_SUPPLIED INFORMATION_:
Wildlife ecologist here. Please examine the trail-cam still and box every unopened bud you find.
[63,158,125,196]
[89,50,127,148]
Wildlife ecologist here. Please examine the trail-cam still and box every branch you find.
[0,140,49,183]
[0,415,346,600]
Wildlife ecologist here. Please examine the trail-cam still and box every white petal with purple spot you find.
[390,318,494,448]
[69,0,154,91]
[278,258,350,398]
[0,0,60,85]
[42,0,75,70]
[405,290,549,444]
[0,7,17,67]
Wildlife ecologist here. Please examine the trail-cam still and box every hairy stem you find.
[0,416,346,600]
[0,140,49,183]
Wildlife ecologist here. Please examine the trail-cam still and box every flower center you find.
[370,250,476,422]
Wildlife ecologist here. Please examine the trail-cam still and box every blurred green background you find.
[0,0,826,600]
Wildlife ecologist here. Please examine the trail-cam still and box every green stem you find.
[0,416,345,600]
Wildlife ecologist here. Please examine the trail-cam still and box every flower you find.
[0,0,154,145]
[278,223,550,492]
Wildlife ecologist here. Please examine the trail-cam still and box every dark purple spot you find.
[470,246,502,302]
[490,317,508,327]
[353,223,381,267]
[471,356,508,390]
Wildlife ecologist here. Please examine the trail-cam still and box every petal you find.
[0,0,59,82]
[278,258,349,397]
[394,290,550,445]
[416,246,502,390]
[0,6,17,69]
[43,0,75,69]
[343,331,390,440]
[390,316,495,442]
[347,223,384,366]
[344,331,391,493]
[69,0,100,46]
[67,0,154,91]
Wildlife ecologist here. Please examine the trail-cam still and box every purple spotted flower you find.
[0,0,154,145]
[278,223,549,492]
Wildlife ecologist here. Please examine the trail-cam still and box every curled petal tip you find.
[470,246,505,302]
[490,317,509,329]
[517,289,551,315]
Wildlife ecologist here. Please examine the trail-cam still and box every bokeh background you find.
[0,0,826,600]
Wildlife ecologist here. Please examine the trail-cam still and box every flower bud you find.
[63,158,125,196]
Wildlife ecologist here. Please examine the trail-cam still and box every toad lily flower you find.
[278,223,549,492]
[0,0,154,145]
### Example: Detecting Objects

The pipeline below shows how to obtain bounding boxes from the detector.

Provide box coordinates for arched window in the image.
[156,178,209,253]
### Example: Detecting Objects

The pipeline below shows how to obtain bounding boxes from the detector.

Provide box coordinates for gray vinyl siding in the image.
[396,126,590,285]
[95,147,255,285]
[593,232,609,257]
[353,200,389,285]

_GOAL_: Rewrite all of the material above, putting "camera-trap frame" in place of "trail-cam still" each time it occurs and leaving everything else unchanged.

_ANSWER TO THE PROBLEM_:
Wildlife ecologist here. Please examine the camera-trap frame and box every unopened bud you find.
[63,158,125,196]
[89,50,127,148]
Wildlife ecologist here. Please examine the camera-trap frame and box every branch you find.
[0,140,49,183]
[0,415,346,600]
Wildlife ecologist here. Please examine the camera-trap frame and box every white petal with purple spot you find.
[390,318,494,448]
[69,0,154,91]
[278,258,350,398]
[0,0,60,85]
[42,0,75,70]
[405,290,549,444]
[0,7,17,67]
Wildlife ecologist here. Please examine the camera-trap frame and box every hairy stem you find.
[0,416,346,600]
[0,140,49,183]
Wildlife ecologist here. Please examine the camera-trap frame and box every flower center you find.
[370,250,476,422]
Wildlife ecologist here. Please examine the camera-trap frame and box every blurred green background you find.
[0,0,826,600]
Wildlife ecologist here. Please examine the camera-trap frame and box every green stem you find.
[0,416,345,600]
Wildlife ecologist here. Please examine the camera-trap frame and box every flower you find.
[0,0,154,145]
[278,223,550,492]
Wildlife ecologist here. Please examine the camera-trap frame and box every dark purple spot you find.
[470,246,502,302]
[490,317,508,327]
[353,223,381,267]
[471,356,508,390]
Wildlife ecologist here. Please examine the camera-trap frame and box every petal you find.
[0,0,59,82]
[278,258,349,397]
[394,290,550,445]
[416,246,502,390]
[0,6,17,69]
[43,0,75,69]
[343,331,390,440]
[390,316,495,442]
[347,223,384,366]
[344,331,391,493]
[69,0,100,46]
[67,0,154,91]
Wildlife ecologist here. Please examine the camera-trap frame and box every purple spotted flower you find.
[0,0,154,145]
[278,223,549,492]
Wildlife ecologist here. Please examine the camera-trap frame and box every curled petal tip you find.
[470,246,505,302]
[490,317,509,329]
[517,289,551,315]
Wildlife ecologist here. Please examine the camera-trap frame and box every bokeh background you find.
[0,0,826,600]
Wildlife ecologist here. Please examine the camera-trap frame and box every flower bud you find.
[63,158,125,196]
Wildlife ecologist here. Please examine the camera-trap frame and box every toad lily flower you find.
[278,223,549,492]
[0,0,154,145]
### Example: Detecting Objects

The pipeline below shows how to obtain bounding boxes from the detector.

Provide box coordinates for arched window in the image.
[156,178,209,253]
### Example: Detecting Objects

The pipeline below shows how to obtain bounding boxes from the detector.

Provide box coordinates for gray vinyl siding in the image.
[396,126,590,285]
[95,147,255,285]
[593,232,609,257]
[353,200,389,285]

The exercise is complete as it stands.